(Entries from a point annotation set)
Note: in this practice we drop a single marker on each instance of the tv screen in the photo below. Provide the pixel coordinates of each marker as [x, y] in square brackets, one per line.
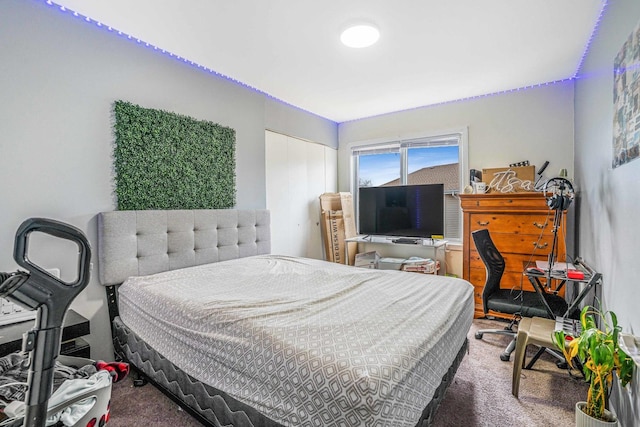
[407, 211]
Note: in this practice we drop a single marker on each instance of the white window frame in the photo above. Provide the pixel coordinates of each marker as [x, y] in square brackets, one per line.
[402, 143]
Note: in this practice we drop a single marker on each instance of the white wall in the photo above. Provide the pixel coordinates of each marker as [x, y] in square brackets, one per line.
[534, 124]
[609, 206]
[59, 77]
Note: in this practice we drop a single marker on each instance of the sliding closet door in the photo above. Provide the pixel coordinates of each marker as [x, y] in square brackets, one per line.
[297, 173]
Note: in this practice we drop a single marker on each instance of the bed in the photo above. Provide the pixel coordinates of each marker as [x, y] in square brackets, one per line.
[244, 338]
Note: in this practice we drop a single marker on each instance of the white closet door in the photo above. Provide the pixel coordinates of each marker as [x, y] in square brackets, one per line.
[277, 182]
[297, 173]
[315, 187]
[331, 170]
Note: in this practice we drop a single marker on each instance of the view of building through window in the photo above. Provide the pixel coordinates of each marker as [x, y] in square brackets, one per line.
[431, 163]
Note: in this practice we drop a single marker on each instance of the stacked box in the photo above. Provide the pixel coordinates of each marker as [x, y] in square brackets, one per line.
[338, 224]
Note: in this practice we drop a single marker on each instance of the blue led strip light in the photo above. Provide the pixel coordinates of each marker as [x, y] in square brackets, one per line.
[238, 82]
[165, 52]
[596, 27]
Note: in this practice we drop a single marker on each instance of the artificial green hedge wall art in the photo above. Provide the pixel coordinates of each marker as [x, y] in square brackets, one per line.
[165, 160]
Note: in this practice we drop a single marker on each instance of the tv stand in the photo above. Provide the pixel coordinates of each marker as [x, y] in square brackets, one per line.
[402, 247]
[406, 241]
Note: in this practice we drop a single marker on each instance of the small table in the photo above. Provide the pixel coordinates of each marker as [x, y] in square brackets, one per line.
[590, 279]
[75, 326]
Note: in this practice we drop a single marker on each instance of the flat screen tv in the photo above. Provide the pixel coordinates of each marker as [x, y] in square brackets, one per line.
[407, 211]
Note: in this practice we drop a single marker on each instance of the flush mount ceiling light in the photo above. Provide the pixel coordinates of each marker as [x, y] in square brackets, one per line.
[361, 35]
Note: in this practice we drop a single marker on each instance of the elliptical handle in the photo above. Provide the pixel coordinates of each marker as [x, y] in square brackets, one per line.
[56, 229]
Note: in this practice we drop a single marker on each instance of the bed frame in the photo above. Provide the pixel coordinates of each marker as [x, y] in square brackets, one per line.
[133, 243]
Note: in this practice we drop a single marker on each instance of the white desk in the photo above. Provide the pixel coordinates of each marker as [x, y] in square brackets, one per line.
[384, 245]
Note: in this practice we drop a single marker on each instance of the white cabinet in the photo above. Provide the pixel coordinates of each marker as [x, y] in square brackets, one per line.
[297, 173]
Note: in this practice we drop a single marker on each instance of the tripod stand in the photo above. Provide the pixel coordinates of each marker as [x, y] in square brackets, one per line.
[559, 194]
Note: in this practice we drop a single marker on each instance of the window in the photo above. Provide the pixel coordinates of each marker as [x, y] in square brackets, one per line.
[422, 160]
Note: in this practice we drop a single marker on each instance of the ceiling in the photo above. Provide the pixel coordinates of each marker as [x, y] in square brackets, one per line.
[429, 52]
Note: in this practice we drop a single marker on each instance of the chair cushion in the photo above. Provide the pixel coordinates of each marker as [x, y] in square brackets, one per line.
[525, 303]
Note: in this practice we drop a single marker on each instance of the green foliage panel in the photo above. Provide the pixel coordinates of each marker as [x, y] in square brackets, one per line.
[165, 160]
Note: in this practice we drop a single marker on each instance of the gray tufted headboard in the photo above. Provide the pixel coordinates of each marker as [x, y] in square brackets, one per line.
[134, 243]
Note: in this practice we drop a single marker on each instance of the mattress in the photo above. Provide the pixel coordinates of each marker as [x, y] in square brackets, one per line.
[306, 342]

EXERCISE:
Write out every entry again word for word, without any of the pictures.

REPLY TO THE TASK:
Note: in this practice we drop a single marker on each instance of the tv screen in the photo below. Provide the pixel coordinates of each marker as [x, y] in square brackets, one per line.
[407, 211]
Note: in this practice we drop a single marker on each instance of the white window frame in the photo above. Provide the pixel coordinates of each marker as [x, y] in square brackets, one per line.
[402, 143]
Note: in this practice we drop a single marker on each instance of the white wall in the photo above. Provide the pixel coordinates of each marker as [x, y] in square brackets, one per line.
[534, 124]
[609, 206]
[59, 77]
Note: in this practice we drop a single marker on each instance of the sliding closet door in the photo above. Provide the pixel coordinates of each marker as [x, y] in square brackets, one per line.
[297, 173]
Note: in this practice we drop a single marker on each instance of the bed in the photo above. Provide the pixel coordinates of each marker as [x, y] in square brackets, one per line.
[244, 338]
Note: in this practice we drop a single marker on each instance of the white closet door in the photo above. Provide the pixel coordinates of each marker as [x, y] in square brackets, one per line.
[277, 182]
[297, 173]
[315, 187]
[331, 170]
Note: in this practice we drop a single marker on each instance of the view of building through window in the photo above. Provide the pixel coordinates of each marker as [x, y] in square brackets, one per line.
[431, 163]
Note: in this practice we drop a single marker on each instance of the stacked box in the photo above. Provide the pixel coordinates of each marker as [x, y] in square brackets, one per line.
[338, 224]
Note: in this practice we drop a single marker on each instance of the blue led strip light in the photo above. Provide the pixel coordinates of each marker as [x, y] in square brackets, one per line.
[238, 82]
[165, 52]
[596, 27]
Note: in this practice we drop a single marker on each instance of the artificial green hedge wall art in the photo above. Provide the pixel coordinates of each marker as [x, y] in square brackets, one per line.
[165, 160]
Note: in this practice we drop a single marker on each instance of the tv stand in the photo above. Provide the pixel coordinates of each marker as [x, y] in square brackets, one per line.
[402, 247]
[406, 241]
Note: in this practice we drop a single marker on each instance of the small table in the photo above. Provide the pixel coordinates of each marker as [x, y] in square brackets, one per line.
[590, 279]
[75, 326]
Note: in this practice we drop a single marker on each instance of the flat screen tv in the photo above. Provide the pixel coordinates of each marker as [x, y] in square brackets, one per line.
[407, 211]
Note: in this practice we drop a single marker on each instance of the flush mount ceiling light in the photo above. Provide the pixel coordinates of each marker as [x, y] in square brackets, one per line.
[361, 35]
Note: in this practice we drop a single marker on each instance of the elliptical handle in the photo above. Provide the pixel coordinates of each marker as [x, y] in square brackets, one per line.
[56, 229]
Note: in this practice we drop a single marker on each instance of the bed frame in the photo above. Provide the pixel coordinates of each marker as [x, y] in square brackets, one per line.
[133, 243]
Note: in this practice we drop a single marker on each instance of the white desk in the photo above. Provide the pixel coordinates of each marker as [x, y] in square brackets, one per line.
[384, 245]
Note: in this practice we drop a single marker on each instance of the white cabinet in the photo above. Provide the pixel coordinates of each marker as [x, y] in square brackets, one per line.
[297, 173]
Note: in this practice we drop a single marker on each instance of the tripod stand in the photo above. Provide the pixel coordinates of each marker as [x, y] in square brackets, one per line.
[559, 194]
Note: in this practice we drop a single marker on each instance of the window in the photo above. Provide the pixel coordinates of each marker as [x, y] in square brackets, one per line.
[422, 160]
Note: in this practice we drop a single marker on each instance of the ceiling in the photo above. Provide the pixel coordinates of each marker as [x, y] in square brackets, one per line.
[429, 52]
Note: in this practice we drop a single marker on each instance of the chair cushion in the photo above. Provide the pixel coordinates of each marker as [x, y] in square brackets, one per line.
[525, 303]
Note: in this practice we drop a single marker on each instance of the green foliage panel in the photo above. Provide the pixel coordinates of each marker as [x, y] in square brackets, one per line.
[165, 160]
Note: in this practice we drop a single marker on each instance of the gray tufted headboard in the photo above. Provide the pixel coordinates of each marker as [x, y] in square brackets, one per line.
[134, 243]
Note: in this practice we drop a single marker on each instance of the mattress in the photo above. Provide the pixel coordinates of each marker as [x, y] in square brackets, one per line.
[306, 342]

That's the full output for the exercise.